* [What needs to be done]
Please reproduce all of the lines below, word for word and in full.

Source records: Begin

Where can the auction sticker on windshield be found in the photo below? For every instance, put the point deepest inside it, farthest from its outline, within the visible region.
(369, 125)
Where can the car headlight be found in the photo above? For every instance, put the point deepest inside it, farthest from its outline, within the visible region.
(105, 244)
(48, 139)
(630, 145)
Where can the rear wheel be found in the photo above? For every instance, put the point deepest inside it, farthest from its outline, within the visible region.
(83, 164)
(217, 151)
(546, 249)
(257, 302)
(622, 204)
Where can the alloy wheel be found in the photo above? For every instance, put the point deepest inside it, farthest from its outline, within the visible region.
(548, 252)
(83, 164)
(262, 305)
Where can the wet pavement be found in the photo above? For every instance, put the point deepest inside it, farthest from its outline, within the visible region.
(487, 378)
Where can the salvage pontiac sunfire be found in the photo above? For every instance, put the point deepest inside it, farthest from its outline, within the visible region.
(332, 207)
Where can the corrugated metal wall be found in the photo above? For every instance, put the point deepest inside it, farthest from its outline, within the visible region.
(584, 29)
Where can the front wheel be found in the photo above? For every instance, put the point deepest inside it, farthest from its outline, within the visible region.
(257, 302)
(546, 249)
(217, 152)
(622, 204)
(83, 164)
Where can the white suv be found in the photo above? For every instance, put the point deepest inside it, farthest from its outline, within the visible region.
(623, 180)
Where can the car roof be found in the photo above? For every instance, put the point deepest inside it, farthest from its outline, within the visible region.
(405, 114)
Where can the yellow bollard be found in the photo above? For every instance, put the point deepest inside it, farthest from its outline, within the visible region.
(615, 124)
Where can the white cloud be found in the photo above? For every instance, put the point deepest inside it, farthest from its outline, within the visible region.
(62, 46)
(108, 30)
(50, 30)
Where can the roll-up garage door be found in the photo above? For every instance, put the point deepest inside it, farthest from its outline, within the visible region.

Source records: End

* [Result]
Where can the auction sticker on windshield be found in the photo below? For every instance, put the point deepest inside it, farthest from its outline, within the visible region.
(369, 125)
Where can the car headlight be found in the photo above? For every instance, put the point deepest inside it, farthest from its outline, within the visible region.
(105, 244)
(48, 139)
(630, 145)
Where can the rear wheel be found in the photo above? For every instance, put the point deepest inside it, farthest from its outline, within the visible region.
(83, 164)
(217, 151)
(546, 249)
(257, 302)
(622, 204)
Where can the alloy wheel be found in the photo above? For every instance, put the point deepest inside it, farthest from its outline, within the visible region.
(548, 252)
(83, 164)
(262, 305)
Where can the wet pavement be found in the photo above? For every instance, put the point deepest inside it, farthest from its outline, within the visible region.
(487, 378)
Where can the salvage pontiac sunfire be found in the photo above? For every instance, put the point deepest inside it, farthest from its outline, within the visible region.
(332, 207)
Where can the corrugated metal wall be found in the photo above? For every instance, put the point deepest inside it, farthest from its outline, within the visible region.
(584, 29)
Where can the front wheel be found in the photo above? For every instance, put the point deepest inside it, farthest from its outline, within the visible region.
(257, 302)
(546, 249)
(217, 152)
(622, 204)
(83, 164)
Where can the white suv be found in the photo above? For every instance, put the point deepest inside it, farthest from its outline, within the visible region.
(623, 180)
Where can the car roof be found in the photo above? For every instance, put the point deepest inside it, farthest from its outline, within the visible region.
(405, 114)
Where can the yellow bollard be found in the photo above? For every instance, put the point deepest inside it, farthest from its outline, within the visible region.
(615, 124)
Where can the white cloud be found in the photo above? For every instance, put the point deepest inside it, farthest from its outline, within the visible region.
(62, 46)
(108, 30)
(50, 30)
Where can the roll-up garage door be found in the photo above? For every instance, put the point deepest inside it, farthest from its outline, within the visible region.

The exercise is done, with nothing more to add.